:: Work to complete ::
Rewrite the part of the entries that opens with the line containing "Query: foliage" and closes with the line containing "POLYGON ((252 4, 2", keeping every line except that each vertex coordinate in the answer outlines is multiplied by 0.5 and rounded to a whole number, with halves rounded up. The sample layouts keep their original numbers.

:: Exercise data ::
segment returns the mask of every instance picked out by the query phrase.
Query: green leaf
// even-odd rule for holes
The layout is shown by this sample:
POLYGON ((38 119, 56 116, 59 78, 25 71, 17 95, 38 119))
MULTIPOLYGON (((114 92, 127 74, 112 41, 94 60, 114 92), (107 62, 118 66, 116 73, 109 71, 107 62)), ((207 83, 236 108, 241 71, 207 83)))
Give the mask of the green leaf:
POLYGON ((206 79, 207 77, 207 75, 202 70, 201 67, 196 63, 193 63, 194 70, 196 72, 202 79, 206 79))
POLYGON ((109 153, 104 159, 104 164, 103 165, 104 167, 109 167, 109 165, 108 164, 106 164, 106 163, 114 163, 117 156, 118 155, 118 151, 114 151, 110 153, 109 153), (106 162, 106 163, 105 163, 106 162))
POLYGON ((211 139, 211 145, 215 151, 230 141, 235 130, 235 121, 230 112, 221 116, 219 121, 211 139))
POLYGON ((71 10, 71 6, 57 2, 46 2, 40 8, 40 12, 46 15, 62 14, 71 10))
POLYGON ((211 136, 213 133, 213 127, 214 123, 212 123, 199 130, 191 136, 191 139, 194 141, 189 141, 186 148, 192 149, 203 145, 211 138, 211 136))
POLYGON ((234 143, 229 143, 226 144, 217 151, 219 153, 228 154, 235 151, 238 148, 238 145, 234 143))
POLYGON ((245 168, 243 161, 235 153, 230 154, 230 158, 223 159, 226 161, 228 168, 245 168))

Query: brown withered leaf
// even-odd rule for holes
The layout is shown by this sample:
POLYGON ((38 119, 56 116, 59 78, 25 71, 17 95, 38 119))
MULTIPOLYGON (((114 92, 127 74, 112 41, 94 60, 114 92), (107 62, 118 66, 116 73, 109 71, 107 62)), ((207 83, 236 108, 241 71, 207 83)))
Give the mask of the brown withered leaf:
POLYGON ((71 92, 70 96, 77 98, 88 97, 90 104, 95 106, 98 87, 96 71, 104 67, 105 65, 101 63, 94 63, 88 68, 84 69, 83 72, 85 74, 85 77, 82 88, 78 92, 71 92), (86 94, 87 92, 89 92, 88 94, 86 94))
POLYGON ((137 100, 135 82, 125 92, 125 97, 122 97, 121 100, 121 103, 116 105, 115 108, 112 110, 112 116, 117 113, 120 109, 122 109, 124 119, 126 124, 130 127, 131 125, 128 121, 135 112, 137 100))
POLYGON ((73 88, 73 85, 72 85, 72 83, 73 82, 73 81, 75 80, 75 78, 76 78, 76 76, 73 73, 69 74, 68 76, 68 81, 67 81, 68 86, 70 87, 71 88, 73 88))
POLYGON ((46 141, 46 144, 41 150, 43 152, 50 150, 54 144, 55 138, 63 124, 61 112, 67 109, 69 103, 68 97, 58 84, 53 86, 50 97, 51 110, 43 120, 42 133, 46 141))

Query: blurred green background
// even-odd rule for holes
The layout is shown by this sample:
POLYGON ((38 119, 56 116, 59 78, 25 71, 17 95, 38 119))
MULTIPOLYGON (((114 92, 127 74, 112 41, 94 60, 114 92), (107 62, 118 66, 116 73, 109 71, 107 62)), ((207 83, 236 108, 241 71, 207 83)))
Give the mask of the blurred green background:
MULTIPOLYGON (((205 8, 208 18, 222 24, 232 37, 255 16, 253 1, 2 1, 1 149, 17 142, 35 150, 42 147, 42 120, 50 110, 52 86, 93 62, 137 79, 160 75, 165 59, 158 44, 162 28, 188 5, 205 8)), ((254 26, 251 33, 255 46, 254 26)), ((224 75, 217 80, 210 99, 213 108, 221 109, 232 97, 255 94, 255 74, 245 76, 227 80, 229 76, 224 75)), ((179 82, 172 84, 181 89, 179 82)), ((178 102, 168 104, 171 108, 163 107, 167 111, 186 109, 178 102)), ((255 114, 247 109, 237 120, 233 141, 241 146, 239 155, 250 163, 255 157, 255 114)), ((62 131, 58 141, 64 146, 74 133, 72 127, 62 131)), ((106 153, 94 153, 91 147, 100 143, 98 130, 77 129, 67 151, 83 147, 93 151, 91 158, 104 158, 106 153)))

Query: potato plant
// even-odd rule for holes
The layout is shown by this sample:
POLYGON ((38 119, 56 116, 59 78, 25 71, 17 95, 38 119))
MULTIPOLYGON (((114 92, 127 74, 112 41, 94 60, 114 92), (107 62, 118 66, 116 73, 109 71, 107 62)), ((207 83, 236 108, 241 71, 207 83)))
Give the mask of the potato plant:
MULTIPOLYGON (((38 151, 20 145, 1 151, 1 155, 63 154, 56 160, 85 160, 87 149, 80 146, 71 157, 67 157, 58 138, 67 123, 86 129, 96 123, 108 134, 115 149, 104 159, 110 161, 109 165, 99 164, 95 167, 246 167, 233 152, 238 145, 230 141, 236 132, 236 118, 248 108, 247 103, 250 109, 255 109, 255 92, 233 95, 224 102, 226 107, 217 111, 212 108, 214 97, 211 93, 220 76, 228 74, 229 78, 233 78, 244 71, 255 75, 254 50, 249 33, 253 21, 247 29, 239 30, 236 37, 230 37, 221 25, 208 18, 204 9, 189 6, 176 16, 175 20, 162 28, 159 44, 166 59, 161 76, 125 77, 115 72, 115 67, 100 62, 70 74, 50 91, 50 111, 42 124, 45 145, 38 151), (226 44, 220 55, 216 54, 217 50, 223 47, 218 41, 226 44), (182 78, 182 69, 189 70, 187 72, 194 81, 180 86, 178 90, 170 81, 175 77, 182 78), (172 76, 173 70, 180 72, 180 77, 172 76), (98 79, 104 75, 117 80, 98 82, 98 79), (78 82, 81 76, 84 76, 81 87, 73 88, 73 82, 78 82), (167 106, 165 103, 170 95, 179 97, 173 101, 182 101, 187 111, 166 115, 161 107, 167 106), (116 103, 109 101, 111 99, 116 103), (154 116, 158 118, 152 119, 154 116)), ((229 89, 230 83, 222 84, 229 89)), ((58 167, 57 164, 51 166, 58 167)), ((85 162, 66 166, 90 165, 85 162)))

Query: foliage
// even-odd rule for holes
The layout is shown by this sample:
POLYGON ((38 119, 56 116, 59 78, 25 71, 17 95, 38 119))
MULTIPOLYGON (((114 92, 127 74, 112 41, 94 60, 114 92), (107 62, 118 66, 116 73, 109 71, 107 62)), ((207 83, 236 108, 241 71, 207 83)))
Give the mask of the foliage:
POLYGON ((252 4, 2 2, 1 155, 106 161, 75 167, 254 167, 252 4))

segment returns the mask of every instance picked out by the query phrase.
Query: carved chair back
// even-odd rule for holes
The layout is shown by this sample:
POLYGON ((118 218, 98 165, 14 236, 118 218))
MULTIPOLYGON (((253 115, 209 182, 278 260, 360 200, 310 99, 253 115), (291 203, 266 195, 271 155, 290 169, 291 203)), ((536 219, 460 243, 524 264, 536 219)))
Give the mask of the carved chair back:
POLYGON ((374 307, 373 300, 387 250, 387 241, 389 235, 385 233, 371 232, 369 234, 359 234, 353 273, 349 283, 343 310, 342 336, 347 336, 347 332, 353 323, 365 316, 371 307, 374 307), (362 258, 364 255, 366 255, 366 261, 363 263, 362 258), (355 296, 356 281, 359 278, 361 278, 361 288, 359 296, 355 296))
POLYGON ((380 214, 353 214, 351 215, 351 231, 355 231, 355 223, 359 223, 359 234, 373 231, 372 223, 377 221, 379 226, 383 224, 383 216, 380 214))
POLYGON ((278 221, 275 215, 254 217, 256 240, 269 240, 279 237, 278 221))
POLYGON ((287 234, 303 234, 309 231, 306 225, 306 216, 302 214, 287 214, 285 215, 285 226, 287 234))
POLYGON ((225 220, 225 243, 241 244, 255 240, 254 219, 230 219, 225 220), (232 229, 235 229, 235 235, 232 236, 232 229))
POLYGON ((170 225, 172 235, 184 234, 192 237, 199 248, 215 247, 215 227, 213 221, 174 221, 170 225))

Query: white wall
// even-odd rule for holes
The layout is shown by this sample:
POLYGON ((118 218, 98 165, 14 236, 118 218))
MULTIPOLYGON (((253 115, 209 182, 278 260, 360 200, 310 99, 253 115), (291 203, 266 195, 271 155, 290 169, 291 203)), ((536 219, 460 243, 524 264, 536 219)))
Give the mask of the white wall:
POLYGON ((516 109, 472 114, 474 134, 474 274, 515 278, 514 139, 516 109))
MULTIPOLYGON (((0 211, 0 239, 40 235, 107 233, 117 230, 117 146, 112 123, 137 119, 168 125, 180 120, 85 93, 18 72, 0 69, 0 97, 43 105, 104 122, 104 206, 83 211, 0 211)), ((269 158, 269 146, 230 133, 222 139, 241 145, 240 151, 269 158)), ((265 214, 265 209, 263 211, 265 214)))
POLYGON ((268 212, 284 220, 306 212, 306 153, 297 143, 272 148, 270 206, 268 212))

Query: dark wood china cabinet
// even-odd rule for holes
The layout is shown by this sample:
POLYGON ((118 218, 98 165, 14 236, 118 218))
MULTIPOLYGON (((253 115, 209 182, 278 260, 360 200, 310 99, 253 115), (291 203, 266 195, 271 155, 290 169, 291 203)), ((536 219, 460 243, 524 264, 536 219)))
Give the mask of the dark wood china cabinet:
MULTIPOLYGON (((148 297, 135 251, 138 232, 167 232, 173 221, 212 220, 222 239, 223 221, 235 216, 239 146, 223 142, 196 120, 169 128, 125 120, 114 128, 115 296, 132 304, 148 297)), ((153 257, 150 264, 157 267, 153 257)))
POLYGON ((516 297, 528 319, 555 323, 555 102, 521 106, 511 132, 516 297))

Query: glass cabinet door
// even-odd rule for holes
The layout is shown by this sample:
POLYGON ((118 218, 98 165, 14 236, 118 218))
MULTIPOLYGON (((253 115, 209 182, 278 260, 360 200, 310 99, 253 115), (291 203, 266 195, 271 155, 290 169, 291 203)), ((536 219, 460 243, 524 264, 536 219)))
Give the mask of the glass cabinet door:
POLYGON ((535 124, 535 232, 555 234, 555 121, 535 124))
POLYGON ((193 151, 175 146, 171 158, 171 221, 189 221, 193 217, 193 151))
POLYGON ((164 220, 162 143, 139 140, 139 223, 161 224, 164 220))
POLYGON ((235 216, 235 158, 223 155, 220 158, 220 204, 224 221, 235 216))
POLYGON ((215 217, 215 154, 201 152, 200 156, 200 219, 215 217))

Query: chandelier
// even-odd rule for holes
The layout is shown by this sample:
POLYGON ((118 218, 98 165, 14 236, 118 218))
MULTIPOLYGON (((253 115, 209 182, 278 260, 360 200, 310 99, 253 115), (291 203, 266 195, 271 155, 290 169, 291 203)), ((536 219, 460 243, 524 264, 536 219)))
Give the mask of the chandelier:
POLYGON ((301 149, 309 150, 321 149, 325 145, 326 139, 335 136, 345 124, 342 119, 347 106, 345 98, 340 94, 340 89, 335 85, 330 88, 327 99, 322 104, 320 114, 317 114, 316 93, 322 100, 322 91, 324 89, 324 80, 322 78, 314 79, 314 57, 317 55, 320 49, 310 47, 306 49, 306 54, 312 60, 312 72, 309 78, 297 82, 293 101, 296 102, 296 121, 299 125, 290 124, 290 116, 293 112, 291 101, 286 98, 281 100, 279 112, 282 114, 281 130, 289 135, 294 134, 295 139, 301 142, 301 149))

:: Response to the exercise ::
Query: foliage
// even-odd rule for holes
The layout is shown by this sample:
POLYGON ((38 119, 56 116, 59 78, 25 71, 17 95, 38 119))
MULTIPOLYGON (((114 92, 127 74, 112 41, 94 60, 114 92), (107 62, 118 66, 116 73, 109 71, 107 62)), ((207 83, 236 108, 241 71, 207 83)))
Give the mask of the foliage:
POLYGON ((126 2, 1 1, 1 78, 53 81, 38 84, 127 84, 126 2))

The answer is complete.